Opdracht 1
Tel het aantal regels van de records waarin het woord "race" voorkomt. Geef alleen dat aantal.

Gegeven tekst
14 Door verweerder is ter zitting desgevraagd erkend dat het gespreksverslag van 4 november 2019 de suggestie kan wekken van een actievere houding van verweerder ten aanzien van de behandeling van eisers alcoholprobleem. Desondanks is de rechtbank met verweerder van oordeel dat verweerder de behandeling van het alcoholprobleem van eiser voldoende gefaciliteerd heeft en er geen bijzondere omstandigheden aanwezig zijn waardoor van verweerder moet worden verlangd van de tenuitvoerlegging van het strafontslag af te zien. Verweerder heeft de aanvullende voorwaarde van onder behandelingstelling aan de bedrijfsarts doorgegeven. Het is vervolgens aan eiser om deze voorwaarde, samen met de bedrijfsarts, verder in te vullen. Het ligt immers niet in de macht van verweerder om het starten van een behandeling feitelijk af te dwingen, anders dan het als een voorwaarde op te nemen zoals is gedaan.

Brongegevens
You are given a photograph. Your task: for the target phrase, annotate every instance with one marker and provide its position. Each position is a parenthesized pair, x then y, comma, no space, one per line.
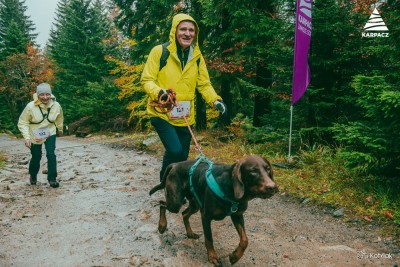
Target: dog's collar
(212,184)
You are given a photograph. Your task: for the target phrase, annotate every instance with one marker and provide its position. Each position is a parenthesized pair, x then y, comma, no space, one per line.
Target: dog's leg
(162,223)
(212,254)
(191,209)
(238,221)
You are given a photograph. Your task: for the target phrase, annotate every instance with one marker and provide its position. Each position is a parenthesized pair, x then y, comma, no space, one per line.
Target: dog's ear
(269,169)
(238,187)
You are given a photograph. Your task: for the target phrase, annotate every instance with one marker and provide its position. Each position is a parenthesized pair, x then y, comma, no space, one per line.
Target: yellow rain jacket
(183,82)
(36,119)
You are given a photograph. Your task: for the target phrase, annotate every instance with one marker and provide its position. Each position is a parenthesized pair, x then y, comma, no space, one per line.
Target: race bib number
(41,133)
(180,112)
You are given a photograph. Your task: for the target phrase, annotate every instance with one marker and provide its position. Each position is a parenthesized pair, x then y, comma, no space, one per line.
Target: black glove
(220,106)
(164,95)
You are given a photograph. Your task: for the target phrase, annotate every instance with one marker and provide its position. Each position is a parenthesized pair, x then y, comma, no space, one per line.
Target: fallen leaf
(388,215)
(367,218)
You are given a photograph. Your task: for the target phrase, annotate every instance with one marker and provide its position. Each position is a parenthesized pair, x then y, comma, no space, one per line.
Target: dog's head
(253,176)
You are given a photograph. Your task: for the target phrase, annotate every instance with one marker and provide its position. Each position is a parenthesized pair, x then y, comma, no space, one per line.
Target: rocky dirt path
(102,216)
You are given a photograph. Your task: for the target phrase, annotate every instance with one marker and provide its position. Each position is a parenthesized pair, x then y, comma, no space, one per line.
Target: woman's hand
(28,143)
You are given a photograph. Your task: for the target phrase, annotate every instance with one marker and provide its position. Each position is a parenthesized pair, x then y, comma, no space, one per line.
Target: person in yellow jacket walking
(39,123)
(184,71)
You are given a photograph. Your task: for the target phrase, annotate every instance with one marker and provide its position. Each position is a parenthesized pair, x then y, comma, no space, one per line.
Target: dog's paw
(193,236)
(162,228)
(233,258)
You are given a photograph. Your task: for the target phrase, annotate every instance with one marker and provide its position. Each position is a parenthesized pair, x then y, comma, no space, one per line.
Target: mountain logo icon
(375,23)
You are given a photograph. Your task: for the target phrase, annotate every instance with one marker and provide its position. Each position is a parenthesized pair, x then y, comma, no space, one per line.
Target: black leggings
(176,141)
(36,152)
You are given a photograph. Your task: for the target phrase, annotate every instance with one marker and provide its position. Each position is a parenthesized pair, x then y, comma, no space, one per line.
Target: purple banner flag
(301,71)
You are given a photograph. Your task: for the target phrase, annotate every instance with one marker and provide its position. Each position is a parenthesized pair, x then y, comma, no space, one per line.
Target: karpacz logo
(375,34)
(375,26)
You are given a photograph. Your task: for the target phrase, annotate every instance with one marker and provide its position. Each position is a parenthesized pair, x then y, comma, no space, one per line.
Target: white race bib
(180,112)
(41,133)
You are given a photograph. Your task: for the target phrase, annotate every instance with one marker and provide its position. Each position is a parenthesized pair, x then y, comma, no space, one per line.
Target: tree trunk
(262,102)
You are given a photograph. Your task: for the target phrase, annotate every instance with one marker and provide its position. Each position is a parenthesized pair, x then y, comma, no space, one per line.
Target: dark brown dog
(250,178)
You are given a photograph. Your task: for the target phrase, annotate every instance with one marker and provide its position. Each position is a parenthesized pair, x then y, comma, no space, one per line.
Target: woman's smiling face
(185,33)
(44,98)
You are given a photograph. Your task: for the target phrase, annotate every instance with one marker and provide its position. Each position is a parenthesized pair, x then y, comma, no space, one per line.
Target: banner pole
(290,133)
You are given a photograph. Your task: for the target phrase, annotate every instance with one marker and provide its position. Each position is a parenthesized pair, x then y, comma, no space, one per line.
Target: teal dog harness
(212,184)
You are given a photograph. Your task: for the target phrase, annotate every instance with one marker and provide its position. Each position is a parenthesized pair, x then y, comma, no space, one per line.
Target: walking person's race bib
(180,112)
(41,134)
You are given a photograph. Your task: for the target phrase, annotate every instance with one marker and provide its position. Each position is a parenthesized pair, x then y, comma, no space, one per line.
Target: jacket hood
(175,22)
(37,101)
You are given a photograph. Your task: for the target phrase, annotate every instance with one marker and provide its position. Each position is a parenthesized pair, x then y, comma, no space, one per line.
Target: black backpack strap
(164,55)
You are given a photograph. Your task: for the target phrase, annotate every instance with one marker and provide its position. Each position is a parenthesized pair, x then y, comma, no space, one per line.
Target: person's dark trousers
(176,141)
(36,152)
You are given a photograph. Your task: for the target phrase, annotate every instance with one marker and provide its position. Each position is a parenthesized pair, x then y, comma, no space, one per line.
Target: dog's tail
(162,184)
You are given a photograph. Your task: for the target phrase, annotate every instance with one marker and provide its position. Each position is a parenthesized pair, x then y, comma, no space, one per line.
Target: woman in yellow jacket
(38,124)
(184,71)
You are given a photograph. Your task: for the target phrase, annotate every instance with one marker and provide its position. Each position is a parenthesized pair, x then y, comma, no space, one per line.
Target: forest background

Opdracht 2
Aan wie heeft verweerder volgens de gegeven tekst de aanvullende voorwaarde van onder behandelingstelling doorgegeven?

Volledige uitwerking 1
3

Volledige uitwerking 2
Aan de bedrijfsarts.